── Information supplied ──

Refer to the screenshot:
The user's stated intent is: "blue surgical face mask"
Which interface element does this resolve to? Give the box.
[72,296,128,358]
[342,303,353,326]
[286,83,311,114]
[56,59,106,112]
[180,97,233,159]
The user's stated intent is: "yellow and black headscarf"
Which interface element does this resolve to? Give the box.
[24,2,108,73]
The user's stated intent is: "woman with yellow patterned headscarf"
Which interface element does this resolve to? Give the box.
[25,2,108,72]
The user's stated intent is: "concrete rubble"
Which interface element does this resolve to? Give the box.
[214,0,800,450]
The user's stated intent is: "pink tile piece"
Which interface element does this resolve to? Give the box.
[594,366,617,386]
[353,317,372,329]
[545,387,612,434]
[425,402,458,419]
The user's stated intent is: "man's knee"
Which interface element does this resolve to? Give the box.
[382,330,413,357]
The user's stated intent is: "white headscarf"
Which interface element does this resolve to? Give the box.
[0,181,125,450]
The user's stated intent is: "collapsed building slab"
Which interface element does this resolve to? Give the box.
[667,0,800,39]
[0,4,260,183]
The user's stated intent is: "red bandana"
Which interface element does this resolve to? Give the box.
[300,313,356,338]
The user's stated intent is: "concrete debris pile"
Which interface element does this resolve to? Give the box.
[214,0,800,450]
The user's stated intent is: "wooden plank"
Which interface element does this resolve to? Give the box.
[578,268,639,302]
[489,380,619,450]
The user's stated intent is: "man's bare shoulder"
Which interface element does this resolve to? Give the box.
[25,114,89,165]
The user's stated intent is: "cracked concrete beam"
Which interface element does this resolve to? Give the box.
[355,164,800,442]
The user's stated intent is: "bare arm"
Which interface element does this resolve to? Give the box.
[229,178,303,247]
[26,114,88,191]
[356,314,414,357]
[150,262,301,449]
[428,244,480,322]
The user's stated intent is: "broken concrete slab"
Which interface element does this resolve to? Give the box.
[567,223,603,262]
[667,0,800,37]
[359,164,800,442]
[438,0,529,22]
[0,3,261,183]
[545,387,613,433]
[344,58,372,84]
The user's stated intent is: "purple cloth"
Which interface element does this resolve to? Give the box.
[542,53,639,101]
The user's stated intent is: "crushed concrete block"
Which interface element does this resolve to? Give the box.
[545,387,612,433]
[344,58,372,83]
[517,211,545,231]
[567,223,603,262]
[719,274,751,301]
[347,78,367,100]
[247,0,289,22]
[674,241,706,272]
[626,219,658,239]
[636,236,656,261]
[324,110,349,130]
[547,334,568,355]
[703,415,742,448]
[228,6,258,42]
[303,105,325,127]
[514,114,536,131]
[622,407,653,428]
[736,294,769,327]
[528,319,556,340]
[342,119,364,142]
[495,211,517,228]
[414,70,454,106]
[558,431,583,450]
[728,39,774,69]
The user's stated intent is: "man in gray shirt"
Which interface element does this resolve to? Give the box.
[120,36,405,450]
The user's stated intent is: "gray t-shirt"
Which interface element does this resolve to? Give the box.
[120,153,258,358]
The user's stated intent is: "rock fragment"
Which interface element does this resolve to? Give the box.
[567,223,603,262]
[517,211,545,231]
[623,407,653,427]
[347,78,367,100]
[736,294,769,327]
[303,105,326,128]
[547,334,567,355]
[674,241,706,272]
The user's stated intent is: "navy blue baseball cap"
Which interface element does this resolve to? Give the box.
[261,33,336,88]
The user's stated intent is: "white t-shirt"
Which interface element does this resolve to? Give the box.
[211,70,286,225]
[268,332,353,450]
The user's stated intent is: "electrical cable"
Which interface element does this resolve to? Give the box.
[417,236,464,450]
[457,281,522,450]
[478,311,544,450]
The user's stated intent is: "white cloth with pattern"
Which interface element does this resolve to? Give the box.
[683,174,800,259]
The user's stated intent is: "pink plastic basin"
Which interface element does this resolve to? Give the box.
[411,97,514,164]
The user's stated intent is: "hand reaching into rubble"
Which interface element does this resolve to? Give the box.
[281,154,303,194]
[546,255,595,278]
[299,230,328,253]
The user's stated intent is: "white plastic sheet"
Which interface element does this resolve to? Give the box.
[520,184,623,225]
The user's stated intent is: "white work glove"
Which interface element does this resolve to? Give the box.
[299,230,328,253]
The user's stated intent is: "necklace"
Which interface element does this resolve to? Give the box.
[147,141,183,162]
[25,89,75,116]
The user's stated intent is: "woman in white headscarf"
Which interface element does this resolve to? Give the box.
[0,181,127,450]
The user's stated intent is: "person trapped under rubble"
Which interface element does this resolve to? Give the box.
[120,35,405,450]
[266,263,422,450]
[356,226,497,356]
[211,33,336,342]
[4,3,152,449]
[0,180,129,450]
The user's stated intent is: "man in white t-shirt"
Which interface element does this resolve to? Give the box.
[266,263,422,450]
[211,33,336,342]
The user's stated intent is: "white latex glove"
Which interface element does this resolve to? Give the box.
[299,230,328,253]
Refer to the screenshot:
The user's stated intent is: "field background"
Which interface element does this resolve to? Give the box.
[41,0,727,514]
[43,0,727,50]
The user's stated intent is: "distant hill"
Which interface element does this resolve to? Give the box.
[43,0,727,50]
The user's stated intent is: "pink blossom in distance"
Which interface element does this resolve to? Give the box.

───

→ **Requirements**: Reproduce all of the records above word for word, changing nothing.

→ **Exercise output**:
Refer to the screenshot:
The user's stated intent is: "blue surgical face mask"
Which interface element does this resolve to? Give the box.
[72,296,128,358]
[342,303,353,326]
[286,83,311,114]
[56,59,106,112]
[180,97,233,159]
The user's stated intent is: "yellow and black headscarf"
Which interface element does this resolve to? Give the box.
[24,2,108,73]
The user's stated intent is: "woman with yellow patterned headscarf"
Which interface element does this resolve to? Give the box.
[25,2,108,72]
The user's stated intent is: "concrete rubble"
Which interface element does this resolve to? Give the box.
[214,0,800,450]
The user's stated intent is: "pink tile piece"
Which interface element does this resolve to? Give the box.
[594,366,617,386]
[353,317,372,329]
[545,387,612,434]
[425,402,458,419]
The user's stated intent is: "man's knee"
Which interface element does this resolve to? Give the box.
[382,330,413,357]
The user's stated intent is: "white headscarf"
Which interface element does this resolve to? Give the box.
[0,181,125,450]
The user's stated intent is: "collapsed building slab"
Which interface element does this resolve to? Give the box.
[667,0,800,39]
[0,4,260,183]
The user's stated intent is: "red bandana"
Which interface element does this resolve to? Give the box.
[300,313,356,338]
The user's stated intent is: "concrete debris pile"
Which interface element does this resolve to? Give the box.
[214,0,800,450]
The user's stated intent is: "wooden plank"
Which interface element does this resolve to? Give the box.
[578,268,639,302]
[489,380,619,450]
The user's stated intent is: "man's bare shoulder"
Which interface element does this resolve to? Give the box.
[25,114,89,165]
The user's stated intent is: "cracked concrete beam"
Which interface element does this resolve to? Give the box.
[355,164,800,442]
The user's stated intent is: "bare arm"
Which interface element does this resolve to? Give the box.
[229,178,303,247]
[26,114,88,191]
[356,314,414,357]
[150,262,301,449]
[428,244,480,322]
The user's stated intent is: "broken concrete slab"
Which interface element does this resolve to? Give the box.
[567,223,603,262]
[667,0,800,37]
[359,164,800,442]
[438,0,529,22]
[0,3,261,183]
[545,387,613,433]
[344,58,372,84]
The user's stated intent is: "purple cloth"
Which interface element does this resolve to? Give the box.
[542,53,639,101]
The user's stated intent is: "crushed concrete block"
Which interface element does this resolve to? Give the box.
[545,387,612,433]
[344,58,372,83]
[517,211,545,231]
[567,223,603,262]
[719,274,751,301]
[347,78,367,100]
[247,0,289,22]
[674,241,706,272]
[626,219,658,239]
[636,236,656,261]
[324,110,349,130]
[547,334,568,355]
[703,415,742,448]
[228,6,258,42]
[303,105,325,127]
[514,114,536,131]
[622,407,653,428]
[736,294,769,327]
[528,319,556,340]
[342,119,364,142]
[495,211,517,228]
[414,70,454,106]
[558,431,583,450]
[728,39,774,69]
The user's stated intent is: "man in gray shirt"
Which interface element does this resolve to? Give the box.
[120,36,405,450]
The user's stated intent is: "gray t-shirt"
Which interface element does this resolve to? Give the box.
[120,153,258,358]
The user's stated intent is: "rock fragment"
Which interface element does this resolve to? Give the box.
[567,223,603,262]
[517,211,545,231]
[623,407,653,427]
[347,78,367,100]
[736,294,769,327]
[303,105,326,128]
[547,334,567,355]
[674,241,706,272]
The user's stated intent is: "navy blue baseball cap"
Which interface element does this resolve to? Give the box.
[261,33,336,88]
The user's stated intent is: "white t-shirt"
Which interface element does this resolve to? Give the box.
[211,70,286,225]
[268,332,353,450]
The user's stated intent is: "electrical cable"
Which interface element does this resolve to? Give the box.
[417,236,464,450]
[457,281,522,450]
[478,311,544,450]
The user's stated intent is: "white cloth with pattern"
Which interface element does this resolve to? Give the box.
[683,174,800,259]
The user's stated intent is: "pink plastic basin"
Which interface element does this resolve to? Give the box.
[411,97,514,164]
The user's stated intent is: "hand reaching into rubble"
Which interface element does this resolve to? Give the box.
[281,154,303,194]
[546,255,595,278]
[299,230,328,253]
The user's stated intent is: "white plastic sheet"
Which interface element does this resolve to? Give the box.
[520,184,623,225]
The user's stated intent is: "white work glove"
Which interface element does this resolve to? Give the box.
[299,230,328,253]
The user's stated intent is: "necklace"
Which interface element does this resolve to? Give the box.
[147,141,183,162]
[25,89,75,116]
The user's stated intent is: "woman in white headscarf"
Which interface element does this resolve to? Give the box.
[0,181,127,450]
The user's stated intent is: "person trapped under rubble"
Which interface element does this resolve to? Give the box.
[120,35,405,450]
[266,263,422,450]
[356,226,497,356]
[211,33,336,342]
[4,3,152,449]
[0,180,129,450]
The user's stated intent is: "man in white t-shirt"
Which interface element does this resolve to? Give the box.
[266,263,422,450]
[211,33,336,342]
The user's stated intent is: "white latex glove"
Which interface element does this resolve to? Give the box.
[299,230,328,253]
Refer to the screenshot:
The user's stated intent is: "field background"
Which interface element does this resolve to? Give the box.
[41,0,727,514]
[43,0,727,50]
The user's stated intent is: "distant hill"
Which interface element does this resolve to? Give the box.
[43,0,727,50]
The user's stated intent is: "pink blossom in distance"
Which interface element does this resolve to? Give the box.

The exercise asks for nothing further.